▶ Directive 1: Transcribe the whole passage on religion and discrimination below, word for word.

▶ Text:
══════════

Our democracy, rights, and religion work comes out of a partnership with the Proteus Fund and with our local organizations here, SisterSong, Jobs with Justice, and Georgia Equality. We talk about the use of religion to discriminate, that it's about discrimination and not about freedom of religion, and make sure that that is understood in all of our communities. That also those of us that work in different sectors — whether it's reproductive justice, civic engagement, labor, and LGBTQ rights — are saying the same things about this.

We have been thinking about reproductive justice, reproductive health and rights, and the ways that gets used as a wedge issue in communities. And how that is about discrimination — discriminating against women. And how that use of religion is actually discriminating.

It's the same when we think about LGBTQ rights. Using religion to say no to a same-sex couple is not about freedom of expression. It's about discrimination. And so we think through, collectively, ways to talk about it. And what we have found when we actually have those conversations, especially with younger Black voters, is that so many do see the connection and support the separation of religion and decisions around one's body. That has been key to our work.

══════════

▶ Directive 2: Pull out each line of the records that contains the string "wispy". Case counts, so a line only matches if the letters match in upper and lower case.

══════════

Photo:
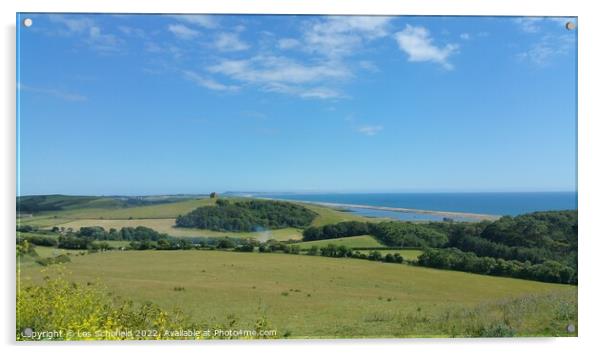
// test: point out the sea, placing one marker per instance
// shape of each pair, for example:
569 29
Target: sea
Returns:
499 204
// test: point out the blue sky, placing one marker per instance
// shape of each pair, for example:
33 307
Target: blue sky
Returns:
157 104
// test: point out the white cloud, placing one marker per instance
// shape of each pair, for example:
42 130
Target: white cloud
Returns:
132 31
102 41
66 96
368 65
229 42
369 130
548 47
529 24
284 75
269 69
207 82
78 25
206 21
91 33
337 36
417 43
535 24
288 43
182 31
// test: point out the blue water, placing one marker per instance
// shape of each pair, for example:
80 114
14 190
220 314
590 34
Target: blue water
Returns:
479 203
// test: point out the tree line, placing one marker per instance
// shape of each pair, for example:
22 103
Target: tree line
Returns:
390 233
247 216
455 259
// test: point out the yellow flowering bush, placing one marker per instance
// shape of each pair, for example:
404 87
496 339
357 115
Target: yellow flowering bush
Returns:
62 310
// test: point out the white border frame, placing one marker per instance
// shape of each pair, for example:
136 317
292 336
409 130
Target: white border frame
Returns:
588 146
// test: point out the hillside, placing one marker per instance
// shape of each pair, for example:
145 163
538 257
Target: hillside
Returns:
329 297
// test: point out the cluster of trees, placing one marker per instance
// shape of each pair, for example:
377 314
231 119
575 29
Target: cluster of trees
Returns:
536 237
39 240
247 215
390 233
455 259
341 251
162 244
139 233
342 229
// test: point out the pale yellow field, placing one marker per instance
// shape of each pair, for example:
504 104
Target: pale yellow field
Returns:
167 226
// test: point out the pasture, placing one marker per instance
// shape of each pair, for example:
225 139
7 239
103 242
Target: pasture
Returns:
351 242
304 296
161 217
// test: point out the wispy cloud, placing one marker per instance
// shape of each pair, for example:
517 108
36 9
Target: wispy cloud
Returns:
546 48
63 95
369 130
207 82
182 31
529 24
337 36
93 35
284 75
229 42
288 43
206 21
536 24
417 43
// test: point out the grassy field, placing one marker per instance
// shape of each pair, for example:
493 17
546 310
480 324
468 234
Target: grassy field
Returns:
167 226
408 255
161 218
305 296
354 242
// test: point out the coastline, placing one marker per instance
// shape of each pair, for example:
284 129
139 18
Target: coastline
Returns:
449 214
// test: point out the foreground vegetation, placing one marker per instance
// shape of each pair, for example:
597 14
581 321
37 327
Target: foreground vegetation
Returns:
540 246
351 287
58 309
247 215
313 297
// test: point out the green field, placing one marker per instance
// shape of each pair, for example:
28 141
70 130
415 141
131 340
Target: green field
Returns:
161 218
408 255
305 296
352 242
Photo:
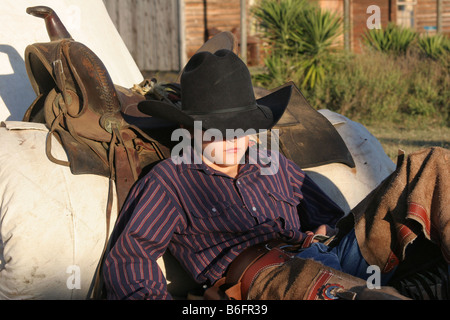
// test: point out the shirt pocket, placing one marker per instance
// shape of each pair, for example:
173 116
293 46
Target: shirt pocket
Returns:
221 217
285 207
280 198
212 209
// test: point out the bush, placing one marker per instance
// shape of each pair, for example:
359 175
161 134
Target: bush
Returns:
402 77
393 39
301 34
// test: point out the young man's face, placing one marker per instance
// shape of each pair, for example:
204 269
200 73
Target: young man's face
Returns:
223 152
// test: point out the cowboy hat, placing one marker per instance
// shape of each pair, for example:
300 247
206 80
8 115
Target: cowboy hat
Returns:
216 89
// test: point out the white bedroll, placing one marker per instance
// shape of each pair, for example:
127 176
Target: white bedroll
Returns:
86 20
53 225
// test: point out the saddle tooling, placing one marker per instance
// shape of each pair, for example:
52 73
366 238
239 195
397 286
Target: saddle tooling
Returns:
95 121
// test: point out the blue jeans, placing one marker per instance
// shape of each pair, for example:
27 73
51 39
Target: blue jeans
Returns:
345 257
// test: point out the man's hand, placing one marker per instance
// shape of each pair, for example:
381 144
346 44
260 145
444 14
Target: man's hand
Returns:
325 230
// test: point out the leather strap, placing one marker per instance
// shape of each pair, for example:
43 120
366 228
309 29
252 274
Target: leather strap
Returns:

══════════

▶ Full answer 1:
Our democracy, rights, and religion work comes out of a partnership with the Proteus Fund and with our local organizations here, SisterSong, Jobs with Justice, and Georgia Equality. We talk about the use of religion to discriminate, that it's about discrimination and not about freedom of religion, and make sure that that is understood in all of our communities. That also those of us that work in different sectors — whether it's reproductive justice, civic engagement, labor, and LGBTQ rights — are saying the same things about this.

We have been thinking about reproductive justice, reproductive health and rights, and the ways that gets used as a wedge issue in communities. And how that is about discrimination — discriminating against women. And how that use of religion is actually discriminating.

It's the same when we think about LGBTQ rights. Using religion to say no to a same-sex couple is not about freedom of expression. It's about discrimination. And so we think through, collectively, ways to talk about it. And what we have found when we actually have those conversations, especially with younger Black voters, is that so many do see the connection and support the separation of religion and decisions around one's body. That has been key to our work.

▶ Full answer 2:
// test: point out the wispy cloud, placing one marker per instance
Target: wispy cloud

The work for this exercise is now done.